## Excerpted data
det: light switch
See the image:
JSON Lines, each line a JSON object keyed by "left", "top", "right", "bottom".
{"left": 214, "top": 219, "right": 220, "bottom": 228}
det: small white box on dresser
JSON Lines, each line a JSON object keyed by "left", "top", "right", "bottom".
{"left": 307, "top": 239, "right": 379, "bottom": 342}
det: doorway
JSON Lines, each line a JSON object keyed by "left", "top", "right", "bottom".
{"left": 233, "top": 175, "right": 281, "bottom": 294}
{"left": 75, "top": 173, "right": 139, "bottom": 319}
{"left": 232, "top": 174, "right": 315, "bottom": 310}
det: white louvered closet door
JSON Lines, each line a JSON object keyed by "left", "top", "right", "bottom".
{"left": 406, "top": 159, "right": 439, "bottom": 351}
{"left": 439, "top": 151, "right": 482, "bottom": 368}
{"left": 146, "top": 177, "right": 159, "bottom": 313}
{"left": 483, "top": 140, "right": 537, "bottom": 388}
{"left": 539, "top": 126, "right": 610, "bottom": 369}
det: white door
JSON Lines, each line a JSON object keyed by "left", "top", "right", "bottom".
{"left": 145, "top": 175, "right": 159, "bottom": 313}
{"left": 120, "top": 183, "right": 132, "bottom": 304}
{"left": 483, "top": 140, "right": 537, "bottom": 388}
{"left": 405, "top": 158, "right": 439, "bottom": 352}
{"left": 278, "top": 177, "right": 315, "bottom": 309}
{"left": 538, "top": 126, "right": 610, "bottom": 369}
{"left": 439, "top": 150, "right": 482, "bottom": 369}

## What you will do
Exactly as it appears above, retype the material in full.

## Exercise output
det: light switch
See the image:
JSON Lines, each line a JSON object keyed by "left", "top", "right", "bottom".
{"left": 214, "top": 219, "right": 220, "bottom": 228}
det: small white box on dresser
JSON Lines, each line a JSON object keyed by "left", "top", "right", "bottom".
{"left": 307, "top": 239, "right": 379, "bottom": 342}
det: doorway
JSON Lines, each line a JSON object keyed by "left", "top", "right", "bottom".
{"left": 233, "top": 175, "right": 281, "bottom": 294}
{"left": 75, "top": 173, "right": 139, "bottom": 319}
{"left": 232, "top": 174, "right": 315, "bottom": 310}
det: white louvered closet door
JSON Lines, each line a JSON object keyed by "left", "top", "right", "bottom".
{"left": 406, "top": 159, "right": 439, "bottom": 351}
{"left": 439, "top": 151, "right": 482, "bottom": 368}
{"left": 146, "top": 177, "right": 159, "bottom": 313}
{"left": 483, "top": 140, "right": 537, "bottom": 388}
{"left": 539, "top": 126, "right": 610, "bottom": 369}
det: white door
JSON Lines, each line a JSON object keyed by "left", "top", "right", "bottom".
{"left": 145, "top": 175, "right": 159, "bottom": 313}
{"left": 120, "top": 183, "right": 132, "bottom": 304}
{"left": 483, "top": 140, "right": 537, "bottom": 388}
{"left": 405, "top": 158, "right": 439, "bottom": 352}
{"left": 278, "top": 177, "right": 315, "bottom": 309}
{"left": 538, "top": 126, "right": 610, "bottom": 369}
{"left": 439, "top": 150, "right": 482, "bottom": 369}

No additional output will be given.